PROMPT:
Reproduce every line of the records from the line containing "the tower spire" through the end of the records, inclusive, and shift each pixel coordinate in the answers up by 22. Leave the pictures out.

=== THE DATA ===

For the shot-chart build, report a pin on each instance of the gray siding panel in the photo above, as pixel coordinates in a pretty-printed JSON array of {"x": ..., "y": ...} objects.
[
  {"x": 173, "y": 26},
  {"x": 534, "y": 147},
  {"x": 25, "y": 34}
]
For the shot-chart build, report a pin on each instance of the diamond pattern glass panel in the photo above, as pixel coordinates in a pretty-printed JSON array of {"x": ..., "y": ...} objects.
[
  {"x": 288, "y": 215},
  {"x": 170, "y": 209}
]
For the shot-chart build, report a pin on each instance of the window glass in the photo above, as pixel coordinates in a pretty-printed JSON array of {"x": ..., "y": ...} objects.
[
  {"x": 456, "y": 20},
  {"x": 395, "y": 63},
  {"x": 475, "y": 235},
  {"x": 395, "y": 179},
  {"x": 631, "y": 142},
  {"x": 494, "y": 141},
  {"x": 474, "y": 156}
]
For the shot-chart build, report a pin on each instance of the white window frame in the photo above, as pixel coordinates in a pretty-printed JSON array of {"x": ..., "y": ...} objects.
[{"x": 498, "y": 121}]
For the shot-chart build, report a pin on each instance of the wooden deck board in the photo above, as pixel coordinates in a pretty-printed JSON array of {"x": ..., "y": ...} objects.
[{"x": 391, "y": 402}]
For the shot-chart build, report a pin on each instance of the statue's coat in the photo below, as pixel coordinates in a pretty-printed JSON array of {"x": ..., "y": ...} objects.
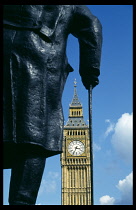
[{"x": 36, "y": 68}]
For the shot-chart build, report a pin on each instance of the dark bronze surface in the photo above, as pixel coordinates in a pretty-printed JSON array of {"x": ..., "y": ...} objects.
[{"x": 36, "y": 69}]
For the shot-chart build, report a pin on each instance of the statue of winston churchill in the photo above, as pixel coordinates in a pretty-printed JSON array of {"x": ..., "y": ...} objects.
[{"x": 35, "y": 71}]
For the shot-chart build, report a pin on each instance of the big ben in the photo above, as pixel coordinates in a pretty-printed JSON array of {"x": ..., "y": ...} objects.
[{"x": 75, "y": 159}]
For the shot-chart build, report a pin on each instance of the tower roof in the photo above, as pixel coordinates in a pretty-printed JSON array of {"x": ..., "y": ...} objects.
[
  {"x": 75, "y": 101},
  {"x": 75, "y": 112}
]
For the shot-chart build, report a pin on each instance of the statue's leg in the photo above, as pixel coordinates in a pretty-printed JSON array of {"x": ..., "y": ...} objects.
[{"x": 26, "y": 178}]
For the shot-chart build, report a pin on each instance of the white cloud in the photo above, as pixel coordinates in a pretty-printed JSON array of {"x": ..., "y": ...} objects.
[
  {"x": 107, "y": 200},
  {"x": 110, "y": 128},
  {"x": 122, "y": 137},
  {"x": 125, "y": 187},
  {"x": 96, "y": 147}
]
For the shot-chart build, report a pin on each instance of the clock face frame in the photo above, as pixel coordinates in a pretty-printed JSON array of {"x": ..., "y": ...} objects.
[{"x": 76, "y": 148}]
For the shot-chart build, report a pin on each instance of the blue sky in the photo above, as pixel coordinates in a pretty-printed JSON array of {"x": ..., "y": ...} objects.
[{"x": 112, "y": 114}]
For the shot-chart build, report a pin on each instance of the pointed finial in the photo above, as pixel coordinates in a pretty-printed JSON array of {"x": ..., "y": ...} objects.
[{"x": 75, "y": 82}]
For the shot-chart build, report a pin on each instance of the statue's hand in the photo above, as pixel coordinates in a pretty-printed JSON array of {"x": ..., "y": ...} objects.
[{"x": 90, "y": 80}]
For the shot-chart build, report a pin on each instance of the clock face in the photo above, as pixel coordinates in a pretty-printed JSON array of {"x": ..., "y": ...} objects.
[{"x": 76, "y": 148}]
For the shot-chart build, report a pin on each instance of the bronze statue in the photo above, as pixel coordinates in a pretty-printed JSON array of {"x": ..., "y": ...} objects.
[{"x": 35, "y": 72}]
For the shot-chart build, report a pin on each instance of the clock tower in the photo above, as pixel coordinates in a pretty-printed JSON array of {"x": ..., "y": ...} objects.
[{"x": 75, "y": 159}]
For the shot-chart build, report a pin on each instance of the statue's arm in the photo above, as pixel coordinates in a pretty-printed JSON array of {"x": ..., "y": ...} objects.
[{"x": 88, "y": 29}]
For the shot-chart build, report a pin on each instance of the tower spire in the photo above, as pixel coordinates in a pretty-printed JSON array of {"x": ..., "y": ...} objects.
[{"x": 75, "y": 101}]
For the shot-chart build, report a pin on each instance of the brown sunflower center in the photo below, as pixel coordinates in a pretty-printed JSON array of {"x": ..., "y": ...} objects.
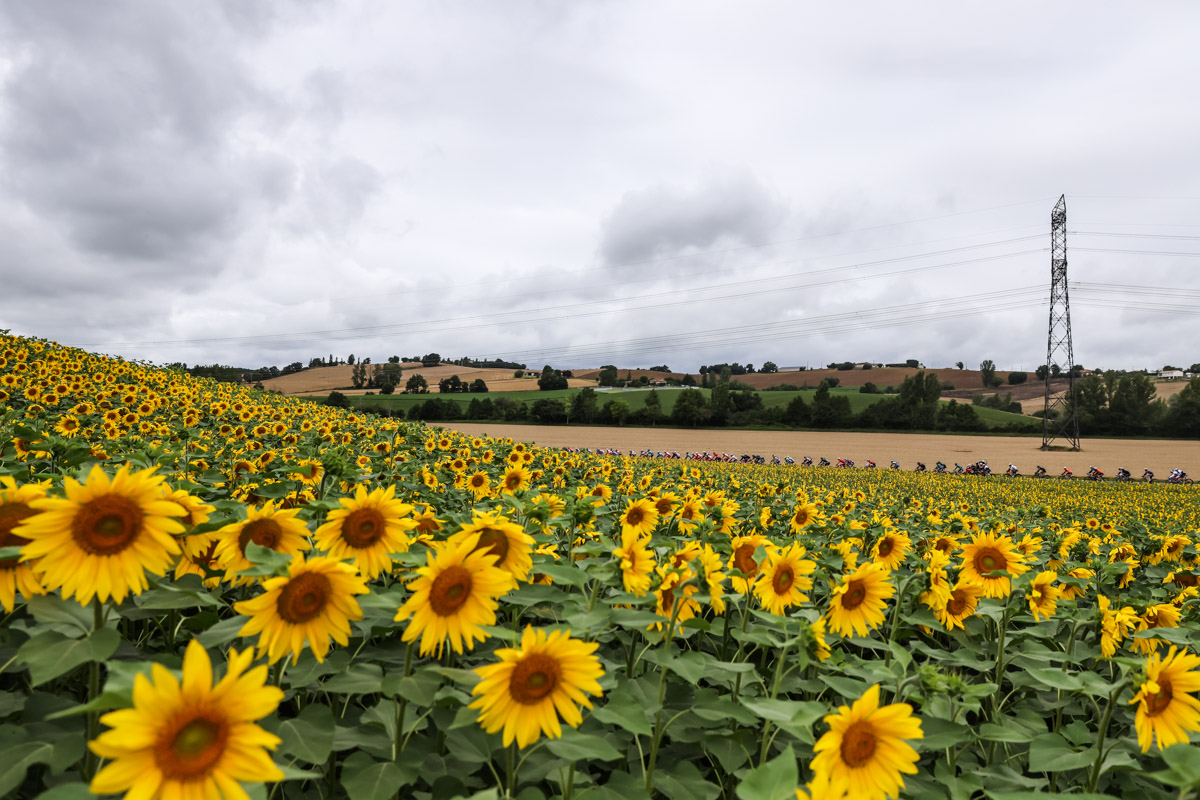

===

THE RESPONSE:
For the shot-chart build, report a pin on each instance of the tower spire in the photo above, as pixel coordinates in a pretty-printed JSON array of {"x": ..., "y": ...} objects.
[{"x": 97, "y": 123}]
For the shot-chart build, report a pin on each instance of the brown sunflower center in the photo below, as pixel coordinates in a pretty-printed JSON array of {"x": ..., "y": ...} objects.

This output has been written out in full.